What is required. Transcribe every line, keeping it exact.

Collection entries
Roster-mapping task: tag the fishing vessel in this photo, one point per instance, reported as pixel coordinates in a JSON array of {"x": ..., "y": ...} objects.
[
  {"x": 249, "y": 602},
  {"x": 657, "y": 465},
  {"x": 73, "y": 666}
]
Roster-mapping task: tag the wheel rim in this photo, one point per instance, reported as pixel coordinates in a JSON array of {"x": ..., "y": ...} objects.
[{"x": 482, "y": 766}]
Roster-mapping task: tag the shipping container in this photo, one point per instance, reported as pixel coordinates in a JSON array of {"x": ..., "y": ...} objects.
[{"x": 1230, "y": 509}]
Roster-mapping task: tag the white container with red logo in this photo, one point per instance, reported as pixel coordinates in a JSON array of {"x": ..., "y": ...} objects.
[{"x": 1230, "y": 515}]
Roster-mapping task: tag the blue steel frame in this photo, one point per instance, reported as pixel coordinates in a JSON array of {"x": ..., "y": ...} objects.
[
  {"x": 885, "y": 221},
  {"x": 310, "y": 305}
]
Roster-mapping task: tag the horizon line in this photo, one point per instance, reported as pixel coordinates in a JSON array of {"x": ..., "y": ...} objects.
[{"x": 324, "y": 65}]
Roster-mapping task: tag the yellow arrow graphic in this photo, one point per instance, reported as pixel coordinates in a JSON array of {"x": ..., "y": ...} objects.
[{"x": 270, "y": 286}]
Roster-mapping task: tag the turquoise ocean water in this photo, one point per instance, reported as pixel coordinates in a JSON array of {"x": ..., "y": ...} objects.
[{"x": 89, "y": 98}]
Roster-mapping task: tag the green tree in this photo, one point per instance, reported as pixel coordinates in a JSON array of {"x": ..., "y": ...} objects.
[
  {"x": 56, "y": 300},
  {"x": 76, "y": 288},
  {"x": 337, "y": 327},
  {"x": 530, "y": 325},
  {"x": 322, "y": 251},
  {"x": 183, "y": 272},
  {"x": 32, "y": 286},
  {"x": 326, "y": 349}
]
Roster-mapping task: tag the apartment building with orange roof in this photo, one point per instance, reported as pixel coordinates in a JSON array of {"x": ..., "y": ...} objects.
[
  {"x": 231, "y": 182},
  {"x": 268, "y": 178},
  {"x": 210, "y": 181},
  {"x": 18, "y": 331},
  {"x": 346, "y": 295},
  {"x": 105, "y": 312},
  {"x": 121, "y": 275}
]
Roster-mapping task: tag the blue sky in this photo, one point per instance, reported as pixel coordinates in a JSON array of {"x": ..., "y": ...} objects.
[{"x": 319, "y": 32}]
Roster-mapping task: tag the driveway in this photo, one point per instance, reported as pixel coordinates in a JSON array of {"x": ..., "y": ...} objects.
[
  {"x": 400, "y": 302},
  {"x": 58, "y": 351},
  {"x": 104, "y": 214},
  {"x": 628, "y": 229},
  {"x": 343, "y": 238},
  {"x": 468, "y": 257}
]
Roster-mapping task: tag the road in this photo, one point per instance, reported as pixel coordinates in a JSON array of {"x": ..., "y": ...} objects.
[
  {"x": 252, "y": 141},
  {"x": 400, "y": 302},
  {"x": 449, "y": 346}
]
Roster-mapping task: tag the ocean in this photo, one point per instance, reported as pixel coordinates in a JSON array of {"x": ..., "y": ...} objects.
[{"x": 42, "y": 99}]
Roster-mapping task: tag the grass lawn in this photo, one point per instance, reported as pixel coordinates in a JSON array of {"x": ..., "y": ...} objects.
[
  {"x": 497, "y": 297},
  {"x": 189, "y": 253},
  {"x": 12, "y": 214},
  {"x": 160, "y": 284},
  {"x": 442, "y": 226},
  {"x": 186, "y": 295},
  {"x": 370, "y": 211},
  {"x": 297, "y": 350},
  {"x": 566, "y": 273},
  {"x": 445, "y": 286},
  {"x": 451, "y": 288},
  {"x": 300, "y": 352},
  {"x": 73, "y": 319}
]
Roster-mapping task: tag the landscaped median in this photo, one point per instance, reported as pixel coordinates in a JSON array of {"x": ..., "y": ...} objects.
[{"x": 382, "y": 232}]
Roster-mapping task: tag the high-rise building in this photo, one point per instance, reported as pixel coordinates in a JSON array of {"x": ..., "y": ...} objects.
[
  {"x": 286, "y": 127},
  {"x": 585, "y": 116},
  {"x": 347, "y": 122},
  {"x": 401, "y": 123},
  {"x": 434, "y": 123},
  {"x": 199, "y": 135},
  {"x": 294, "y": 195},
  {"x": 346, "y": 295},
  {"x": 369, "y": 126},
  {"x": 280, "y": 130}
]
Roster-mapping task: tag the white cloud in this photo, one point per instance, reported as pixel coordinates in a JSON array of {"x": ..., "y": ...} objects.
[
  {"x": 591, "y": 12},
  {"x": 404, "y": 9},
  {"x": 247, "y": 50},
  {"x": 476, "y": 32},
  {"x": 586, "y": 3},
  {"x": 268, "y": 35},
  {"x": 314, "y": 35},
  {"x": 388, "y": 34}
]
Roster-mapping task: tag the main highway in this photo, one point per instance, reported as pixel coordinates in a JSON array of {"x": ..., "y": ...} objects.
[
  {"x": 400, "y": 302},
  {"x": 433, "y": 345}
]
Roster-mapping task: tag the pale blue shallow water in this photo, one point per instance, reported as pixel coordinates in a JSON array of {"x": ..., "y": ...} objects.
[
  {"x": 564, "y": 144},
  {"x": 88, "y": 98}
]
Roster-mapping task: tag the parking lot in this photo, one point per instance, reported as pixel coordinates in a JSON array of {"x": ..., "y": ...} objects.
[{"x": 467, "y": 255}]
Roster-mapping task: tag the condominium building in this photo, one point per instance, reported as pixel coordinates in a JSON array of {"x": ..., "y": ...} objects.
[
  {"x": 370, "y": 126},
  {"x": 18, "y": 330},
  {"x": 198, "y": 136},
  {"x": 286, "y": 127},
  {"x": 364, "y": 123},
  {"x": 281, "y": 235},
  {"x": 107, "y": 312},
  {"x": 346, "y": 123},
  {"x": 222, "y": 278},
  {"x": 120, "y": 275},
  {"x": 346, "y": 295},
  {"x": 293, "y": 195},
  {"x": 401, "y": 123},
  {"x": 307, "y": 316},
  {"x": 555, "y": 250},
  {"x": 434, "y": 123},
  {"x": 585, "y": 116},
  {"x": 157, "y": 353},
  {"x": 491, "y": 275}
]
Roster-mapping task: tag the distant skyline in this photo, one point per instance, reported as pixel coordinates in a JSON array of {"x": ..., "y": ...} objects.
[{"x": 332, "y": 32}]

Expected output.
Roster-mapping task: tag the fishing vessel in this photo, one point per instance, reported as pixel coordinates in a JSON array of {"x": ..., "y": ...} objects.
[
  {"x": 249, "y": 602},
  {"x": 657, "y": 465},
  {"x": 73, "y": 666}
]
Roster-mapping task: tag the wheel rim in this photo, one point per instance, reported as pixel coordinates in a JSON array of {"x": ..., "y": ...} objects.
[{"x": 482, "y": 766}]
Roster-mapping task: tag the shipping container in this photo, one point per instance, reported as pixel coordinates in a JSON array of {"x": ..., "y": ...} objects.
[{"x": 1230, "y": 509}]
Roster-mapping task: tag the white container with red logo in this photo, one point per instance, reported as pixel coordinates in a JSON array of {"x": ..., "y": ...} objects.
[{"x": 1230, "y": 515}]
Roster-mapping task: tag the blue steel frame in this photo, one point per instance, reported as pixel coordinates in a JSON array of {"x": ..., "y": ...} objects.
[
  {"x": 885, "y": 221},
  {"x": 310, "y": 305}
]
Roster-mapping task: tag the horizon line in this photo, one point per instance, reported as pixel coordinates in a JSON array of {"x": ..., "y": ...} objects.
[{"x": 324, "y": 65}]
Roster-mapping task: tag the yellow arrow graphic in this photo, one point per instance, reported as pixel coordinates in a JSON array of {"x": ..., "y": ...} objects.
[{"x": 270, "y": 286}]
Roster-mapping task: tag the turquoise ocean water in this photo, one point per instance, reported as pixel coordinates in a JSON array of {"x": ..., "y": ...} objects.
[{"x": 89, "y": 98}]
Roster-mapping task: tag the green tree in this photo, one point per instance, reported as pixel coordinates in a JSON array of {"x": ..., "y": ...} objects.
[
  {"x": 56, "y": 300},
  {"x": 76, "y": 288},
  {"x": 337, "y": 327},
  {"x": 530, "y": 325},
  {"x": 322, "y": 251},
  {"x": 183, "y": 272},
  {"x": 32, "y": 286},
  {"x": 326, "y": 349}
]
Roster-mapping task: tag the apartment building with orange roof in this photo, one point per instance, reported as pixel coordinates in a JSON array of {"x": ..., "y": ...} objects.
[
  {"x": 231, "y": 182},
  {"x": 268, "y": 178},
  {"x": 210, "y": 181},
  {"x": 18, "y": 331},
  {"x": 346, "y": 295},
  {"x": 105, "y": 312},
  {"x": 121, "y": 275}
]
Roster-mapping task: tag the blue sky in this photo, one point per instance, reported as pixel coordinates in a JSON array of {"x": ..., "y": ...} objects.
[{"x": 319, "y": 32}]
Roster-mapping task: tag the driveway in this photo, one point per instance, reported as pixel coordinates in a JSON array of {"x": ..., "y": ...} objects.
[
  {"x": 400, "y": 302},
  {"x": 58, "y": 351},
  {"x": 104, "y": 214},
  {"x": 628, "y": 229},
  {"x": 343, "y": 238},
  {"x": 468, "y": 257}
]
Roster-mapping task: tag the road in this photo, one point per instance, reported as pixel coordinates in a JSON array of {"x": ..., "y": ...} objects.
[
  {"x": 252, "y": 141},
  {"x": 400, "y": 302},
  {"x": 449, "y": 346}
]
Roster-mapping task: tag the ocean in this photo, one point per instance, reported as pixel coordinates in a JSON array of {"x": ..., "y": ...} objects.
[{"x": 42, "y": 99}]
Roster-mapping task: tag the grass lawn in this photo, one point per instance, reported as pixel coordinates in a JSON array of {"x": ..., "y": ...} objects.
[
  {"x": 497, "y": 297},
  {"x": 189, "y": 253},
  {"x": 12, "y": 214},
  {"x": 160, "y": 284},
  {"x": 442, "y": 226},
  {"x": 186, "y": 295},
  {"x": 370, "y": 211},
  {"x": 297, "y": 350},
  {"x": 566, "y": 273},
  {"x": 445, "y": 286},
  {"x": 451, "y": 288},
  {"x": 300, "y": 352},
  {"x": 73, "y": 319}
]
Roster-mapping task: tag the landscaped median in this photo, one point per instance, reported as pixel coordinates in a JSON array of {"x": ..., "y": ...} objects.
[{"x": 382, "y": 232}]
Roster-mapping task: tag the high-rise building in this photo, one point per instance, reported as pixel coordinates in a JSON array of {"x": ..., "y": ...} objects.
[
  {"x": 286, "y": 127},
  {"x": 585, "y": 116},
  {"x": 347, "y": 122},
  {"x": 401, "y": 123},
  {"x": 434, "y": 123},
  {"x": 199, "y": 135},
  {"x": 294, "y": 195},
  {"x": 346, "y": 295},
  {"x": 369, "y": 126},
  {"x": 280, "y": 130}
]
Roster-mapping task: tag the white cloud in this photo, one point per instance, reported as pixel coordinates in a JSON array of {"x": ..., "y": ...} objects.
[
  {"x": 591, "y": 12},
  {"x": 404, "y": 9},
  {"x": 247, "y": 50},
  {"x": 476, "y": 32},
  {"x": 586, "y": 3},
  {"x": 268, "y": 35},
  {"x": 314, "y": 35},
  {"x": 388, "y": 34}
]
Roster-mapping task: tag the main highway in this photo, one point per instance, reported as pixel coordinates in a JSON array of {"x": ..., "y": ...} objects.
[
  {"x": 400, "y": 302},
  {"x": 433, "y": 345}
]
Roster-mapping task: tag the pale blue shallow water in this photo, one point per instance, reported as pixel coordinates in a JSON array of {"x": ..., "y": ...} objects.
[
  {"x": 564, "y": 144},
  {"x": 88, "y": 98}
]
Roster-mapping task: tag the parking lot in this photo, one point per instance, reported as pixel coordinates in a JSON array of {"x": ..., "y": ...} objects.
[{"x": 467, "y": 255}]
Roster-mapping task: tag the condominium building in this photo, one point per instance, reported as pixel coordinates in a JSON array of {"x": ..., "y": ...} objects.
[
  {"x": 370, "y": 126},
  {"x": 18, "y": 330},
  {"x": 198, "y": 136},
  {"x": 286, "y": 127},
  {"x": 364, "y": 123},
  {"x": 281, "y": 235},
  {"x": 107, "y": 312},
  {"x": 346, "y": 123},
  {"x": 222, "y": 278},
  {"x": 120, "y": 275},
  {"x": 346, "y": 295},
  {"x": 293, "y": 195},
  {"x": 401, "y": 123},
  {"x": 307, "y": 316},
  {"x": 555, "y": 250},
  {"x": 434, "y": 123},
  {"x": 585, "y": 116},
  {"x": 157, "y": 353},
  {"x": 491, "y": 275}
]
Roster-mapping task: tag the distant skyline in this photo, one point per instance, reported as pixel coordinates in a JSON array of {"x": ..., "y": ...} objects.
[{"x": 332, "y": 32}]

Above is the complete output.